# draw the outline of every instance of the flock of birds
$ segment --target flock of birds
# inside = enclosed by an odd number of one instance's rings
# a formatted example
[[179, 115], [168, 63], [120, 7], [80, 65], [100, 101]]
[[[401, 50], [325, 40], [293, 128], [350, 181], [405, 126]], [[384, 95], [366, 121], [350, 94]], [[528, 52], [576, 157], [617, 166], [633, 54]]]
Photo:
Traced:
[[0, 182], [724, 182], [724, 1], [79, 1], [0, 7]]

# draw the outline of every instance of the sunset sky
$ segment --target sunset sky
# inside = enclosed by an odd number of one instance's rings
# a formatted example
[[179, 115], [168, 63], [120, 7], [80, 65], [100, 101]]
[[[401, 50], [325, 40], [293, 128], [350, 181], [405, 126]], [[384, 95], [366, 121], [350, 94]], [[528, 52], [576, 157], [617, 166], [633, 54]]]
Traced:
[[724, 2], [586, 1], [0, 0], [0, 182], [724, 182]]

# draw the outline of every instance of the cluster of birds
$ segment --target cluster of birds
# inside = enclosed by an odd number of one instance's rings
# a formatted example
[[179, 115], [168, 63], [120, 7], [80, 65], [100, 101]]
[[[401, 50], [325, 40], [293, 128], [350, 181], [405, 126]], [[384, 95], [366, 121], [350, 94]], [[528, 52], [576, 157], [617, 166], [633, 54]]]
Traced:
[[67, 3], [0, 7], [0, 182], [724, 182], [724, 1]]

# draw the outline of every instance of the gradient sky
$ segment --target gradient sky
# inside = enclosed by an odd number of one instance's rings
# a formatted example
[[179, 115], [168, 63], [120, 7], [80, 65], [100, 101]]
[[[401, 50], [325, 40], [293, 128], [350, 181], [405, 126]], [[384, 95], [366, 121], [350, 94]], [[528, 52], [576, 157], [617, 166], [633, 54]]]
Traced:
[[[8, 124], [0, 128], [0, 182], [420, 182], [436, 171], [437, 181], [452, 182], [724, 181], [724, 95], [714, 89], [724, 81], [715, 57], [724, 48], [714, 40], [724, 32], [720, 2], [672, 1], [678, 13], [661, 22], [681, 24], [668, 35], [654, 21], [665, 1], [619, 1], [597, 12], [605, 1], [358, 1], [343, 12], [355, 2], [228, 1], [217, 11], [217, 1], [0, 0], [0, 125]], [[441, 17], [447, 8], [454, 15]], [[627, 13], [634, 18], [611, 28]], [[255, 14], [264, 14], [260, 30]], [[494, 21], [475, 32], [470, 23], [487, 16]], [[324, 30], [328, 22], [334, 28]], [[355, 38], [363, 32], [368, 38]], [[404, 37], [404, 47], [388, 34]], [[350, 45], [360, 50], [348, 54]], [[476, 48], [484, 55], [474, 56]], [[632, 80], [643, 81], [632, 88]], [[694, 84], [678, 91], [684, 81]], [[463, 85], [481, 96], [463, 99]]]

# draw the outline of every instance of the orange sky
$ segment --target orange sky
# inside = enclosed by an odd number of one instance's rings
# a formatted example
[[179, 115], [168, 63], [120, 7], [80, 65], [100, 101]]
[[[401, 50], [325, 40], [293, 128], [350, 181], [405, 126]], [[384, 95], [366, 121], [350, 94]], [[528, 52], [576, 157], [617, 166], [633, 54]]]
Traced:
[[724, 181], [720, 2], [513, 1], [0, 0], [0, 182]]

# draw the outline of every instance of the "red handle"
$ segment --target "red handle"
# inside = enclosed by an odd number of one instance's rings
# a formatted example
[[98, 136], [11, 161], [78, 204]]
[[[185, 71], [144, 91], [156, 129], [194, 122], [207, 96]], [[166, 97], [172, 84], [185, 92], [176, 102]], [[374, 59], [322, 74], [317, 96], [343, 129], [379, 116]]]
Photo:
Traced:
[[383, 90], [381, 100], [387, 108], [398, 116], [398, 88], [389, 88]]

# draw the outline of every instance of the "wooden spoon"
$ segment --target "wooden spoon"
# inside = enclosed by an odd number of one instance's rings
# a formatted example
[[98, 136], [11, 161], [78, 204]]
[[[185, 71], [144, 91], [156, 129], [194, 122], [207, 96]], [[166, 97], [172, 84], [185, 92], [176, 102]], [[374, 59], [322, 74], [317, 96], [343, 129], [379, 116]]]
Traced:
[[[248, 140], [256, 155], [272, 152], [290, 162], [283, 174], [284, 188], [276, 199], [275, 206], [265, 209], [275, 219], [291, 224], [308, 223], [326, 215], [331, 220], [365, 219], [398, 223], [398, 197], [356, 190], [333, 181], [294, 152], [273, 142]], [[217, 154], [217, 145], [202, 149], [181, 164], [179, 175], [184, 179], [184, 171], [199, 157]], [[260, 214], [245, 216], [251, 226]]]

Set problem: Which lines in the records above contain the word "handle"? Collect each one in full, treating case as significant.

Exercise answer:
# draw the outline of every instance of the "red handle"
$ segment --target "red handle"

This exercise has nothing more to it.